Please copy each line of the items below verbatim, with no changes.

#### Data supplied:
## BEGIN

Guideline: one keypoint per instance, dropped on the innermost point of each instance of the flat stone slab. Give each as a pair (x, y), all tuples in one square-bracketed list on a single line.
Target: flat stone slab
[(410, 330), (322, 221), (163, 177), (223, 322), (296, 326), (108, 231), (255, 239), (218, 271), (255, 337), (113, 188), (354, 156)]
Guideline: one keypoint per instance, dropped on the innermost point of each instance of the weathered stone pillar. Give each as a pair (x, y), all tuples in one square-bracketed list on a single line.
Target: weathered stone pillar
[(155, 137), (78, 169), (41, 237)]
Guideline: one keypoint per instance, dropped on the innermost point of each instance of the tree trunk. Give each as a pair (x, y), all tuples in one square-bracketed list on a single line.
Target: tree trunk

## END

#### Answer:
Guideline: one keypoint per instance, dropped on the innermost point of each instance of the flat stone slab. Give each as a pair (x, y), all tuples in one square-bracketed list on a single line.
Target: flat stone slab
[(410, 330), (322, 221), (163, 177), (223, 322), (296, 326), (108, 231), (255, 239), (218, 271), (255, 337), (113, 188), (354, 156)]
Guideline: one keypoint per instance, dropped on the innermost point of each instance of the weathered stone pillar. Give each as a pair (x, y), all tuples in one square-bracketed list on a single line.
Target: weathered stone pillar
[(155, 137), (78, 169), (41, 237)]
Guideline: one keypoint per instance, dropped on the innermost point of each instance of the tree trunk. Give each as a pair (x, y), all tuples in one square-bracketed list on a single line.
Target: tree trunk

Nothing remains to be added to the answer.